** To do **
Switch every "largest circle" in the records to "biggest circle" and write all the records out again with nothing else changed. Leave the pictures out of your answer.

Dataset records about object locations:

☆ ☆ ☆ ☆

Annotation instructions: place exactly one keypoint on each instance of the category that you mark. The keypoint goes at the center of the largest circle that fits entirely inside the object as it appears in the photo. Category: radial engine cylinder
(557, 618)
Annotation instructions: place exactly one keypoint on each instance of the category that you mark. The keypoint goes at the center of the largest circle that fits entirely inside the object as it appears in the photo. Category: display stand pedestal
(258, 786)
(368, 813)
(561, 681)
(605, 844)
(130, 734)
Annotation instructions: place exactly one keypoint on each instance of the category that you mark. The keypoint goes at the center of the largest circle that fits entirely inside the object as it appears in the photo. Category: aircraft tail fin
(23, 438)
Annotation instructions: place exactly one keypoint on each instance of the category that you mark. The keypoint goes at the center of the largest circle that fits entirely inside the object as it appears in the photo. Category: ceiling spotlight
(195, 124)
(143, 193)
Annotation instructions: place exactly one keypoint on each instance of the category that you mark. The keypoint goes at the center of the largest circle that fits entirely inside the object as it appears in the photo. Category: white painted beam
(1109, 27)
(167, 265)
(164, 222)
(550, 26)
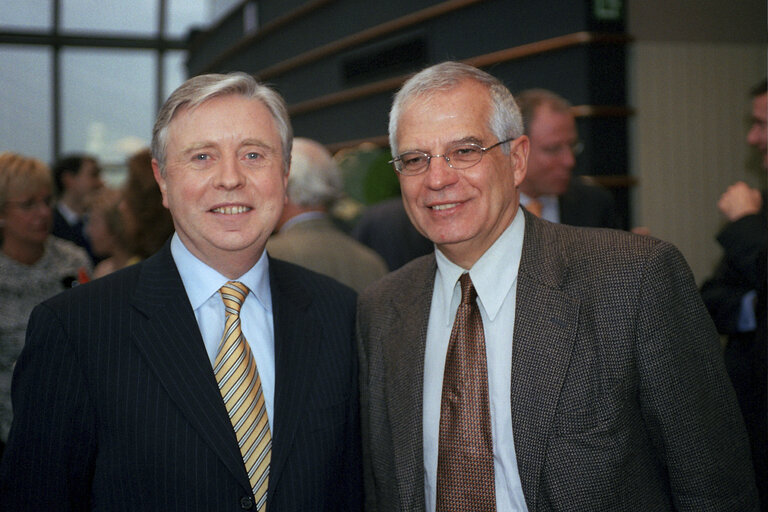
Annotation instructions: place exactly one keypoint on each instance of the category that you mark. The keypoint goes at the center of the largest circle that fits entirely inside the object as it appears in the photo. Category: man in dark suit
(123, 395)
(735, 294)
(550, 190)
(593, 380)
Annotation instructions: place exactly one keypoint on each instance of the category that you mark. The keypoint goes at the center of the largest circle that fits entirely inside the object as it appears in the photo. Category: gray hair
(505, 120)
(530, 100)
(199, 89)
(315, 178)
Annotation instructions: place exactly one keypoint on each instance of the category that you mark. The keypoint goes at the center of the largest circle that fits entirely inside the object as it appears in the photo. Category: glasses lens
(413, 162)
(465, 156)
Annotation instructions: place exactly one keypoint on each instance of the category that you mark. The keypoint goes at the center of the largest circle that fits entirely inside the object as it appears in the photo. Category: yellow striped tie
(240, 387)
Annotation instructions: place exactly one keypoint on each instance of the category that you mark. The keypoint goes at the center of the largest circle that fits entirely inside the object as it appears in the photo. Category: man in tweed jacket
(613, 393)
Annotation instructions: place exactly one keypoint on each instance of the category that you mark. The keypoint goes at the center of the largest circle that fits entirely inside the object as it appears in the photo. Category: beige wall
(688, 134)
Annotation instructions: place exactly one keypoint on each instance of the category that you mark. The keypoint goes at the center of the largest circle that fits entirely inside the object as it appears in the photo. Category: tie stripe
(240, 387)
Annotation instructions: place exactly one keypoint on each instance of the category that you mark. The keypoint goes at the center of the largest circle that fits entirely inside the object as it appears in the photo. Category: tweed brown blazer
(619, 396)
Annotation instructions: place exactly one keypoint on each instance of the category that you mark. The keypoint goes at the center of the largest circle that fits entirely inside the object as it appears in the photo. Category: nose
(439, 174)
(230, 175)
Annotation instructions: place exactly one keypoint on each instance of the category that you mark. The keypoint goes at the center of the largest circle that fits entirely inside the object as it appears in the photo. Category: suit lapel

☆ ☆ ☆ ☆

** Answer for this exercise **
Annotation instructions: place exactly one keypoint on each instance of the category that you mark. The keypoint goes at the center of the biggest circle that fits entirely inside the object as it appears in the photo. Category: radial engine cylinder
(557, 618)
Annotation instructions: place exactly one keypoint on each instance of the category that you mark. The keypoint goes at the center of the biggest circle that fits entirely inside the object as it appears in the photo. Category: display stand pedestal
(258, 786)
(368, 813)
(561, 681)
(605, 844)
(130, 734)
Annotation instructions: place exactly one keypoint on each instance of the category that you mark. The keypoint goes at the center of the biggest circle that fits entirely inside the object as it appears in the photo. Category: aircraft tail fin
(23, 438)
Annotation instructions: place exactly one keypoint on each instance of the category that you mark. The keypoint goes at the center of the biggest circle that fits entirely inside the object as it appears in the photo. Category: ceiling spotlight
(195, 124)
(143, 193)
Annotation instructions: place exactly one keypoint on each instance of the category that you mark. The keypoint goes at the center of the biggest circle that fits entirely inside the object as it appears in the photo. Category: white painted beam
(1109, 27)
(167, 265)
(164, 222)
(550, 26)
Annotation instructions: place exactly one keypoint on each instance of the category that you mark. The keypoint goes at the center of the biggest circle that fits entirely inside the object as it appears in the photo. Category: man in dark suit
(123, 395)
(735, 294)
(550, 190)
(593, 380)
Annotation instructions: place exactly one keypoint on each instance of the category that you mark. The keypoint goes at the center of the biggest circle that fits entirely inside the object as it appears in the photo. Category: gray hair
(505, 120)
(530, 100)
(199, 89)
(315, 178)
Annotation instructions: place exactly one keypoint on each instance of the category that you mark. The keypoint goes at the center of the biggest circle that fits entirely inside the object as it appears in the photo. Category: glasses lens
(413, 162)
(465, 156)
Annotation instructions: place exactly one keypoint on each instance of the category that you mark. The keypoint goes at the center of the biggest circle that fits entirely inside the object as it appears in the photo. Category: yellow striped tie
(240, 387)
Annotation instructions: place exactly one keypoint on each instance of the category that you mark. The keypoint goes at the center of the biggest circle that fits entirely inside the object as it appears in the photo. Category: man in tweed jacket
(613, 393)
Annotation instructions: place exactly one keypoint on each instance of the category that you mark. The keypoint goes at the center of the biggest circle that fits entirely inside the object as it appears in the photo. Category: beige wall
(688, 134)
Annotation instructions: place exactly one keypoint on each instance of the category that you mark. The keypoint goes at the center of the biggest circle that fits entirely inside the object as it appears in the photo. Category: tie stripe
(240, 387)
Annotation instructions: place exactly one keypoint on each instance of the category that you mark. The keypoint goes at the center of the biggest circle that fits entirely inside the object as it appears in the photo. Category: tweed brown blazer
(619, 396)
Annotation instructions: place exactly one keypoint on each instance of the category that you mark. The keypoint goes at the center of the biggest circle that fits entirely inside the object as it appears in the photo. Category: nose
(439, 174)
(230, 175)
Annotation instructions: place exactly one keypoint on each instance of the category that you mark. The keypoint goes at the center of the biggest circle that fits entirely inside the object as it appears in the photo. Category: suit lapel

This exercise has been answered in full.